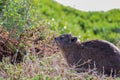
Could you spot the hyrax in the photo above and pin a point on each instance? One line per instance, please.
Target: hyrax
(99, 54)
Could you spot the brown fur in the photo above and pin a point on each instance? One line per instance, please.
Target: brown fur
(101, 54)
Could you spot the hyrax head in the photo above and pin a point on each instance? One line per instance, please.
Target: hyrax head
(65, 40)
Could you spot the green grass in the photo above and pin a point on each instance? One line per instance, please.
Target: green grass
(47, 68)
(87, 25)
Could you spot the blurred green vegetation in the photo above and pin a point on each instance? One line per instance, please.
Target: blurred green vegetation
(22, 14)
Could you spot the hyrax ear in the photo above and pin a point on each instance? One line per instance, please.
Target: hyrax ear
(74, 39)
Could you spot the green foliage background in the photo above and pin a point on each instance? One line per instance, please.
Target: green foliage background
(22, 14)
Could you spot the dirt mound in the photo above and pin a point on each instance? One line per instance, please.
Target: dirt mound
(39, 41)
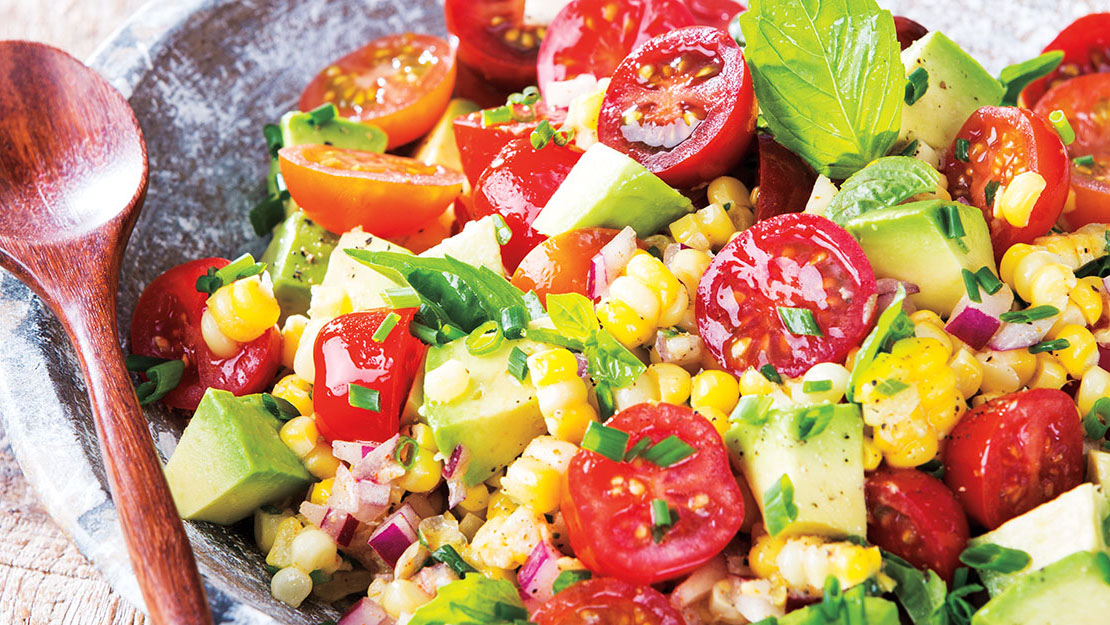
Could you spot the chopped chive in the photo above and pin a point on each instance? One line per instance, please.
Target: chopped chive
(668, 451)
(1062, 127)
(799, 321)
(917, 83)
(364, 397)
(608, 442)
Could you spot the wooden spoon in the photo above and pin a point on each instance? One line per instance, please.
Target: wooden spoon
(72, 179)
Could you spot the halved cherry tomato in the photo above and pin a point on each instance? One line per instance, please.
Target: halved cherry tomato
(699, 487)
(561, 264)
(1086, 102)
(594, 36)
(400, 83)
(797, 261)
(494, 40)
(385, 194)
(606, 601)
(915, 516)
(516, 185)
(682, 104)
(1006, 141)
(167, 324)
(785, 180)
(1011, 454)
(345, 353)
(1086, 44)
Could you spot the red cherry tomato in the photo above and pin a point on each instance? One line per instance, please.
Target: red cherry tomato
(1006, 141)
(915, 516)
(561, 264)
(1086, 44)
(700, 487)
(607, 602)
(516, 185)
(400, 83)
(797, 261)
(346, 353)
(167, 324)
(682, 104)
(494, 40)
(594, 36)
(1011, 454)
(785, 180)
(1085, 101)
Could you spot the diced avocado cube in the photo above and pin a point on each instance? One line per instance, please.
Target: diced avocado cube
(826, 470)
(907, 242)
(607, 189)
(230, 461)
(1073, 522)
(494, 419)
(296, 259)
(1073, 591)
(958, 87)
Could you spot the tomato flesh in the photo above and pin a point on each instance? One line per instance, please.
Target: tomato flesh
(799, 261)
(682, 104)
(607, 602)
(700, 487)
(345, 353)
(1006, 141)
(400, 83)
(915, 516)
(1011, 454)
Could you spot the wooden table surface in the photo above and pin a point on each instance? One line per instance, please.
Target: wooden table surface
(43, 578)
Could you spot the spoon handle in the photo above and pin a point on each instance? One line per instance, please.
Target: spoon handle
(160, 553)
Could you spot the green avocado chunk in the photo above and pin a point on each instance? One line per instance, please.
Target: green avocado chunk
(1075, 591)
(607, 189)
(908, 242)
(230, 461)
(826, 470)
(494, 419)
(296, 259)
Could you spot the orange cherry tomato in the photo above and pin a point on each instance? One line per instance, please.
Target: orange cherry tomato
(385, 194)
(400, 83)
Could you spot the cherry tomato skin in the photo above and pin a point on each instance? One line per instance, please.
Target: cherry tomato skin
(915, 516)
(1011, 454)
(606, 601)
(345, 353)
(517, 185)
(585, 37)
(561, 264)
(785, 180)
(405, 109)
(825, 271)
(700, 487)
(1086, 44)
(723, 99)
(1083, 101)
(1011, 140)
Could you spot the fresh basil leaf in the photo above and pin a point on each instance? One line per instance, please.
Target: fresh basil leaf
(828, 78)
(887, 182)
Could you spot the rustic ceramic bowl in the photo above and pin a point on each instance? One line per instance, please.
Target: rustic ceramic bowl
(203, 76)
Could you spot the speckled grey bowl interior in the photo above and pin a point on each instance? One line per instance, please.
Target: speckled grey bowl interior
(203, 76)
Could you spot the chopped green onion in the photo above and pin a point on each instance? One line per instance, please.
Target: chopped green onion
(608, 442)
(668, 451)
(1062, 127)
(917, 83)
(364, 397)
(799, 321)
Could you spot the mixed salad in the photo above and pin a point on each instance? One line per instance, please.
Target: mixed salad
(664, 312)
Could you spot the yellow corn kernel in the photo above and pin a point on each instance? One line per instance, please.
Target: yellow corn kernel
(244, 309)
(715, 390)
(300, 435)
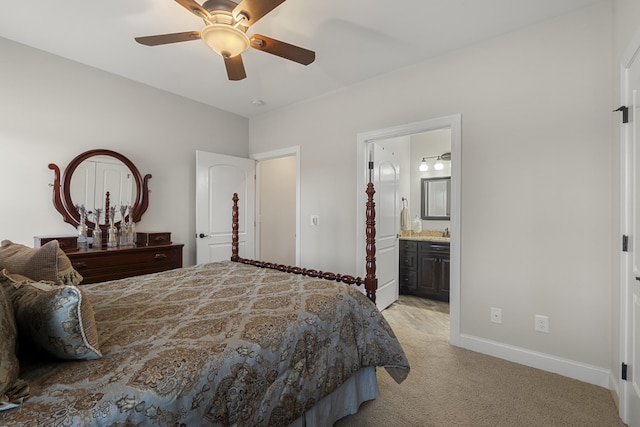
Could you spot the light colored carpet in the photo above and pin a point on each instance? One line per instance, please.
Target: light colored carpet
(450, 386)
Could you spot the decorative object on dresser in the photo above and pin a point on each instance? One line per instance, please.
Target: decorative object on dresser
(424, 268)
(153, 238)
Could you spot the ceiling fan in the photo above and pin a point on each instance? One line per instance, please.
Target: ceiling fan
(226, 24)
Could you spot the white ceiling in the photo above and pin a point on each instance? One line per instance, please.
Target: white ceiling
(354, 40)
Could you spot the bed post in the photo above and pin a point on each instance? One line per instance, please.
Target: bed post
(370, 281)
(234, 229)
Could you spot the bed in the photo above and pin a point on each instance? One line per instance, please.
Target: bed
(226, 343)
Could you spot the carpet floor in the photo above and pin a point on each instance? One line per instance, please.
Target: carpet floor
(451, 386)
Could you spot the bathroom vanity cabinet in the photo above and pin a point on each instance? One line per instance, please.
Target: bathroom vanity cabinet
(424, 268)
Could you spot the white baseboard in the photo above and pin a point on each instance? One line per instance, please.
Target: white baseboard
(565, 367)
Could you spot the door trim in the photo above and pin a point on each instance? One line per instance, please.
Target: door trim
(453, 122)
(629, 56)
(275, 154)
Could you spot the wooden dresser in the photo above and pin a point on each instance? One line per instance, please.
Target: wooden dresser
(99, 265)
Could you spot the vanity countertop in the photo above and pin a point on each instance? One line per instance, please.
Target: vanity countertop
(427, 238)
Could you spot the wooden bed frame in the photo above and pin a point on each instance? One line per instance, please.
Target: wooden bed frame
(370, 281)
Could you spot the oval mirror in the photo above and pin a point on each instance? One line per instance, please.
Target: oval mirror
(99, 179)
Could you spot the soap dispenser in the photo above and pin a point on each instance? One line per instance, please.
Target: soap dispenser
(417, 225)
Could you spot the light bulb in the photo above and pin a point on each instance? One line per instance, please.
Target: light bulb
(439, 165)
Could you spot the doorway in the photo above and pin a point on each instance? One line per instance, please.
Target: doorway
(364, 142)
(278, 206)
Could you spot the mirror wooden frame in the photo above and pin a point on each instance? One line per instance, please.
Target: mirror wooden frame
(62, 188)
(424, 199)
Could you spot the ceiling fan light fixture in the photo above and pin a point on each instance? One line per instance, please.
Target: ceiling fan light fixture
(225, 40)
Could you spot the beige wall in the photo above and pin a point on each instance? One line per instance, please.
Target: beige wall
(536, 232)
(52, 109)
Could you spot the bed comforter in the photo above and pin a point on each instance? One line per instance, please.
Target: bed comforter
(215, 344)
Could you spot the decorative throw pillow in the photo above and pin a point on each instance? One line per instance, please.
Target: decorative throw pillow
(47, 262)
(9, 366)
(56, 319)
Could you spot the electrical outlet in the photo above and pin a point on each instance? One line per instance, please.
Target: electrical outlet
(542, 324)
(496, 315)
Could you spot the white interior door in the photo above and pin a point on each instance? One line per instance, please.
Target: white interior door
(277, 213)
(218, 177)
(630, 389)
(386, 179)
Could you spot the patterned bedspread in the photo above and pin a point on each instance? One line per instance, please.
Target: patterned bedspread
(215, 344)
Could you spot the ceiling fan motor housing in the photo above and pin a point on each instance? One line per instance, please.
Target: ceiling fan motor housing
(221, 5)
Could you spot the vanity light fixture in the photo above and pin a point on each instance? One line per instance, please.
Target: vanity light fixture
(439, 165)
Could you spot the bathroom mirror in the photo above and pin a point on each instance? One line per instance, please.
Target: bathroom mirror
(436, 200)
(87, 179)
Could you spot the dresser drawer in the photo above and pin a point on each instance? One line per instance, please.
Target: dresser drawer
(110, 264)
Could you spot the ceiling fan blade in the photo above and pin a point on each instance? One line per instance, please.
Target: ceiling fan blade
(235, 68)
(282, 49)
(194, 8)
(168, 38)
(255, 9)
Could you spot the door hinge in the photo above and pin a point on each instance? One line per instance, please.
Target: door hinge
(625, 113)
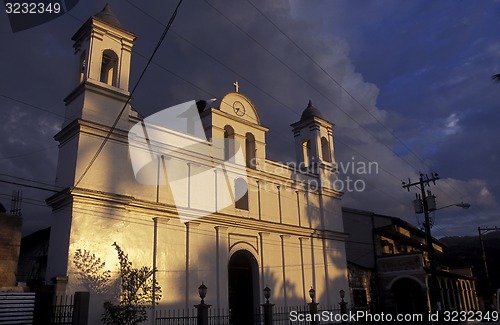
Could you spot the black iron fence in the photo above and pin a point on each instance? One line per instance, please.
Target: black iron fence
(216, 316)
(62, 311)
(296, 315)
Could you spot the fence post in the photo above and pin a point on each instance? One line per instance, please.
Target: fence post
(313, 307)
(43, 307)
(202, 306)
(81, 308)
(268, 307)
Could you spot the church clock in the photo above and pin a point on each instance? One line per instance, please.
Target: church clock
(239, 108)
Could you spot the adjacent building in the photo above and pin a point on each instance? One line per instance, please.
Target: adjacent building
(389, 267)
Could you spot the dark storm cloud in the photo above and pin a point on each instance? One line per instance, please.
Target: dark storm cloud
(428, 65)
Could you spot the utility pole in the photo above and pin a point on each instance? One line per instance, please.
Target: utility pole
(429, 204)
(488, 283)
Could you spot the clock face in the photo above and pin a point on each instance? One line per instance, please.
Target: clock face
(238, 108)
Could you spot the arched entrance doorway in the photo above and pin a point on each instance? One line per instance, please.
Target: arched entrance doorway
(243, 287)
(409, 297)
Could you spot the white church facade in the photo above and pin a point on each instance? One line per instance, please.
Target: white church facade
(226, 215)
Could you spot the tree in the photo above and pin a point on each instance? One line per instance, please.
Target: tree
(91, 271)
(136, 293)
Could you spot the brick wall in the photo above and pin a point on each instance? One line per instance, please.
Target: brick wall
(10, 242)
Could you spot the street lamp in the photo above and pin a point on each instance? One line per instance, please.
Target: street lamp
(267, 294)
(313, 307)
(202, 290)
(312, 294)
(342, 304)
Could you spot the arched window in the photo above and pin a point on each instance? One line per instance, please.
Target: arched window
(250, 150)
(82, 66)
(306, 149)
(241, 194)
(325, 150)
(109, 68)
(228, 143)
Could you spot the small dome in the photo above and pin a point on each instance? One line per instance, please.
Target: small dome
(107, 16)
(311, 112)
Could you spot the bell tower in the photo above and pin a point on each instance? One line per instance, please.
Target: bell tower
(103, 51)
(313, 140)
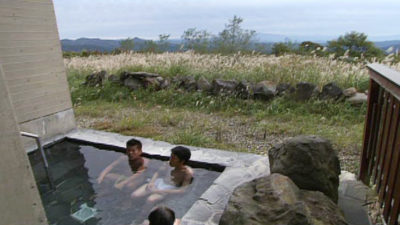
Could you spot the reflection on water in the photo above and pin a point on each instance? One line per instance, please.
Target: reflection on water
(75, 169)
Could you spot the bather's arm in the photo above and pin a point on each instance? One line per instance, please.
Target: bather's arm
(109, 168)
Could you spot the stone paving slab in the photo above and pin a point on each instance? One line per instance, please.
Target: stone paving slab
(352, 198)
(208, 209)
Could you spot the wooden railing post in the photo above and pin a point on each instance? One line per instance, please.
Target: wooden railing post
(380, 157)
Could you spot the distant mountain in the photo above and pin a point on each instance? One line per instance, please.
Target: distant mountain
(96, 44)
(264, 37)
(389, 46)
(90, 44)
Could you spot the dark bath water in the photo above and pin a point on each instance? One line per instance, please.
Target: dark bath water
(75, 169)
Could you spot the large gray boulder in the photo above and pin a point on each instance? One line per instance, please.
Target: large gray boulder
(265, 90)
(244, 90)
(188, 83)
(331, 91)
(203, 84)
(136, 80)
(310, 161)
(349, 92)
(275, 199)
(284, 88)
(304, 91)
(95, 79)
(357, 99)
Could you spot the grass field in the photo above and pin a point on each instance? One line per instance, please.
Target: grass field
(197, 119)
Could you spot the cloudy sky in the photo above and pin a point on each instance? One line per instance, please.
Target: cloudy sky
(114, 19)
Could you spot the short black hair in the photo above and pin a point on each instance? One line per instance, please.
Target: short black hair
(161, 216)
(182, 153)
(133, 142)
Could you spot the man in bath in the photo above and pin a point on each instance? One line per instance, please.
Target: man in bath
(163, 182)
(136, 162)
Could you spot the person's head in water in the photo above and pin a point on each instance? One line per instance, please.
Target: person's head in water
(161, 216)
(133, 148)
(179, 156)
(136, 164)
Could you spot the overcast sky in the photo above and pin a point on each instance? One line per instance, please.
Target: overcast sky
(114, 19)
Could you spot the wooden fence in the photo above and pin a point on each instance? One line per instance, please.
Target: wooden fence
(380, 159)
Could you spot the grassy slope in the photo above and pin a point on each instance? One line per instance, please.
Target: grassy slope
(220, 122)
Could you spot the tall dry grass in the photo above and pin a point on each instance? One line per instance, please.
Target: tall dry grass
(253, 68)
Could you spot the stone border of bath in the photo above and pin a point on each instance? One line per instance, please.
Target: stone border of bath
(207, 210)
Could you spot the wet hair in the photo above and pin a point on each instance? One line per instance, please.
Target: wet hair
(133, 142)
(182, 153)
(136, 164)
(161, 216)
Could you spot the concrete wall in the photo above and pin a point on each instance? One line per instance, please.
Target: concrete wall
(19, 198)
(31, 55)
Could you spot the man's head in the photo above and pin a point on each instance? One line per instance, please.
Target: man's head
(179, 155)
(133, 148)
(161, 216)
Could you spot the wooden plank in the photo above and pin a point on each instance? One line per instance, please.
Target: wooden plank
(40, 83)
(42, 101)
(45, 111)
(44, 12)
(26, 58)
(12, 27)
(389, 150)
(61, 95)
(5, 52)
(380, 135)
(369, 124)
(376, 127)
(27, 72)
(390, 81)
(23, 94)
(29, 44)
(385, 139)
(34, 77)
(27, 36)
(27, 21)
(53, 63)
(20, 199)
(26, 4)
(396, 203)
(395, 168)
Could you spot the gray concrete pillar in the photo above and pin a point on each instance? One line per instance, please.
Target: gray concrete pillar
(20, 202)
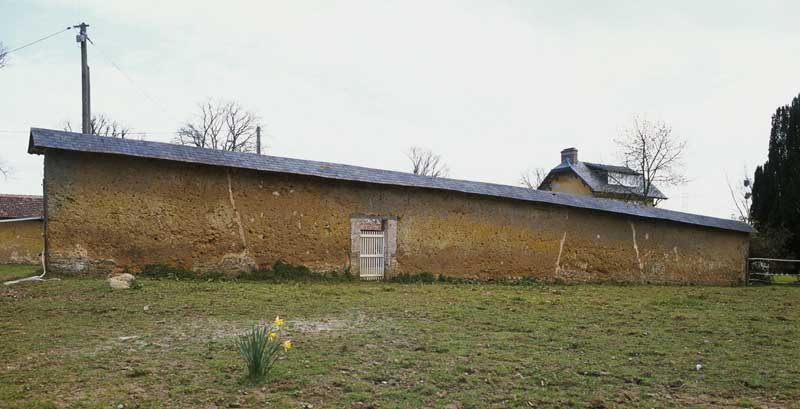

■ Task to complete ■
In the entries above, find the line with "Target: wooden spoon" and the line with "Could you spot the cherry", then set down exactly those two and every line between them, nothing else.

■ Expected answer ■
Target: wooden spoon
(72, 179)
Could you spot the halved cherry tomato in the photo above and pin a point on each instance? One line per instance, please.
Target: halved cherry tomato
(699, 487)
(561, 264)
(1086, 102)
(594, 36)
(400, 83)
(797, 261)
(494, 40)
(385, 194)
(606, 601)
(915, 516)
(516, 185)
(682, 104)
(1006, 141)
(167, 324)
(785, 180)
(1011, 454)
(345, 353)
(1086, 44)
Could you spot the red cherry tomato in the photo above and pin a point on each instance? One line per instance, please.
Target: red cherry tomato
(1006, 141)
(915, 516)
(561, 264)
(1086, 44)
(700, 487)
(607, 602)
(516, 185)
(400, 83)
(797, 261)
(346, 353)
(167, 324)
(682, 104)
(494, 40)
(594, 36)
(1011, 454)
(785, 180)
(1085, 101)
Could you spot the diced avocado cube in the photo above and pin a point on each instance? One line per instance, please.
Target: diced avocado cube
(826, 470)
(907, 242)
(607, 189)
(230, 461)
(1073, 522)
(494, 419)
(296, 259)
(1073, 591)
(958, 87)
Could you spot the tomato flesh in the photo above and pin a point on each instance? One line per instance, please.
Target: tomato flesh
(799, 261)
(682, 104)
(607, 602)
(700, 487)
(345, 353)
(1006, 141)
(400, 83)
(915, 516)
(1011, 454)
Could you spot the wooden table surface in the photo above and pin a point on each instance? One line per instance, please.
Target: wooden table surface
(43, 578)
Could you spot the spoon handle in the photo above and pin a point on each instance? One line per instance, please.
Target: spoon handle
(160, 553)
Could you spot the green avocado chunk in the photo above and pin a point on each instance? One line per instance, please.
Target: green avocado chunk
(1075, 591)
(607, 189)
(908, 242)
(230, 461)
(826, 470)
(494, 419)
(296, 259)
Could you spot the orange cherry tomato in the photo above and pin a point on each instance? One line per instance, please.
Target: orange cherry tomato
(385, 194)
(400, 83)
Could you spot the cherry tomato skin in the photo above and pin a point on each instance? One line per instance, please.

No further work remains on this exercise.